'''
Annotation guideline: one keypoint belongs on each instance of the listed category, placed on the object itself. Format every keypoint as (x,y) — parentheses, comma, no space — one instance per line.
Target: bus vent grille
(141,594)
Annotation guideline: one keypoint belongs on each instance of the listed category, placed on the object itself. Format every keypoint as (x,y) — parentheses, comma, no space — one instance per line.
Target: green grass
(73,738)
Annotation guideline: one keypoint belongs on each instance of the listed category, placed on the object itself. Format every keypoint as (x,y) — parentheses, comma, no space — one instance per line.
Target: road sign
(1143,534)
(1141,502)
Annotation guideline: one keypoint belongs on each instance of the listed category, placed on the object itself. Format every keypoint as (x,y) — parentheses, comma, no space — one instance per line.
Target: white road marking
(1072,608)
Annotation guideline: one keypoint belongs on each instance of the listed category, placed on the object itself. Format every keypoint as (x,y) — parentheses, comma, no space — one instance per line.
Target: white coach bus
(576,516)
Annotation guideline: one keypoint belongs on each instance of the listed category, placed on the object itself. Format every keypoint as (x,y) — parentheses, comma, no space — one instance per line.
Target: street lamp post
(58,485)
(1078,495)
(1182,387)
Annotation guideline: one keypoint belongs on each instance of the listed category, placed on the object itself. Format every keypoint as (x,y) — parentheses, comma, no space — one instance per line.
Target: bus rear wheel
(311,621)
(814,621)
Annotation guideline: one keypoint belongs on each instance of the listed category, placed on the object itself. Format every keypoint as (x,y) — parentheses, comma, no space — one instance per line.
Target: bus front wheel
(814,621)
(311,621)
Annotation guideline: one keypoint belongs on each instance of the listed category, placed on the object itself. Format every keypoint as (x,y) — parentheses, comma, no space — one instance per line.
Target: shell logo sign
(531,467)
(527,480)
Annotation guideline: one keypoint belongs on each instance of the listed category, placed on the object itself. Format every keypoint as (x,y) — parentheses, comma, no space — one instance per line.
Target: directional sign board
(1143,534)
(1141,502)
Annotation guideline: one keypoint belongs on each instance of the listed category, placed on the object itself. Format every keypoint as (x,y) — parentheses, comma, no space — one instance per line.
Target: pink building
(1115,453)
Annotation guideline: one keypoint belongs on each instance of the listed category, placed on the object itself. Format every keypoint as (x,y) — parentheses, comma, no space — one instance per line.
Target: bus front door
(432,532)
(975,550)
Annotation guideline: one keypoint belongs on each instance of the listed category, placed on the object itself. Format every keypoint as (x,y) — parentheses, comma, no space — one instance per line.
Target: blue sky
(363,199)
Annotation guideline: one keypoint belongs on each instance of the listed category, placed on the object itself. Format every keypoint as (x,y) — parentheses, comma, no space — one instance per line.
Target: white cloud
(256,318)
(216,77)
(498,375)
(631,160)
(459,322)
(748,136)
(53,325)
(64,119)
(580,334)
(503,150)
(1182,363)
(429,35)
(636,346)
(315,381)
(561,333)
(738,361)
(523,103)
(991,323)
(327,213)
'''
> [EXERCISE DETAILS] Set down every line of the listing above again, exactly as given.

> [ANSWER TO THIS EXERCISE]
Annotation guideline: one keypoint belongs on each instance of the listed category, placed on the object itself. Format every keypoint as (x,y) — parentheses, comma, no space — one instance per line.
Target: bus vent grille
(141,594)
Annotation guideline: one keypoint belongs on each instance of the listed category, placed on the object itself. Format every keypoint as (x,y) — parentheses, comma, no space — one instance per line.
Target: green grass
(73,738)
Annotation guideline: one keypoint belongs on each instance of the listed category, placed on the object itself. Format every keypoint as (x,y) — parentheses, comma, no space — one instance per line.
Target: road sign
(1143,534)
(1141,502)
Annotation guideline: one keypoint belongs on each instance of the listed category, placed on the object itself. Format every keypoint as (x,y) — parentheses, comma, no space — one instance per line.
Target: white road marking
(1072,608)
Annotation guideline: one keypoint belongs on each instance of the listed category, placed on the object itself. Format every keypoint as (x,y) — parentheses, comma, no space — one instance per line.
Target: white coach bus
(576,516)
Annotation guideline: one keypoint belongs on each instance of the listed category, placed on the object itself. Format every keypoint as (x,y) — parentheses, comma, no space — one instance per line.
Target: street lamp post
(58,485)
(1078,495)
(1182,387)
Annotation guideline: one keypoint belongs on each instance of the listed category, placed on the object itself. Format every keypoint as (x,y) — parentheses, comma, no space — one instance per line.
Target: bus rear wheel
(311,621)
(814,621)
Annotation guideline: one keypoint belongs on each instance of the listed category, placed on the object itself. Format every keypoint as (x,y) — parentheses, comma, no space — one instance per line.
Target: bus front wheel
(814,621)
(311,621)
Annotation guideline: one keypoint belongs on each instance of the listed category, placed on the object itself. Format every keypoint as (x,y) — parentheses, comma, no space — one instance per line.
Target: shell logo sign
(531,467)
(527,480)
Annotation guideline: one keypoint belongs on each instance of the listed category, placed on the object itself. Format every keypoint as (x,y) — parentheses, comma, no space — one instance per line.
Target: directional sign board
(1143,534)
(1141,502)
Annotation guideline: one keypoint belongs on each instance of the listed category, placed on the object itself. Format every keypoint as (x,y) — parentheses, comma, no space — one instance per line.
Target: pink building
(1115,453)
Annotation guideline: one keypoint belongs on each instance of the listed category, placed on the object itself. Format every keypoint as (x,y) — parentheses, comma, no space — one instance per line.
Target: bus front door
(432,532)
(975,550)
Annotation guideline: one keypoint belongs on each instance of the listed category, placed on the object itself. Format every keypoint as (x,y) — parentheses, comma, no space — one instance per line.
Target: blue sky
(363,199)
Annotation guideline: one keypoint belongs on each instance of the listed category, placed on the object itself. Format every keypoint as (x,y) — parentheses, comma, no space — one instance per line.
Target: white cloud
(256,318)
(216,77)
(498,375)
(631,160)
(459,322)
(748,136)
(53,325)
(64,119)
(580,334)
(503,150)
(1182,363)
(429,35)
(636,346)
(315,381)
(561,333)
(738,361)
(523,103)
(991,323)
(327,213)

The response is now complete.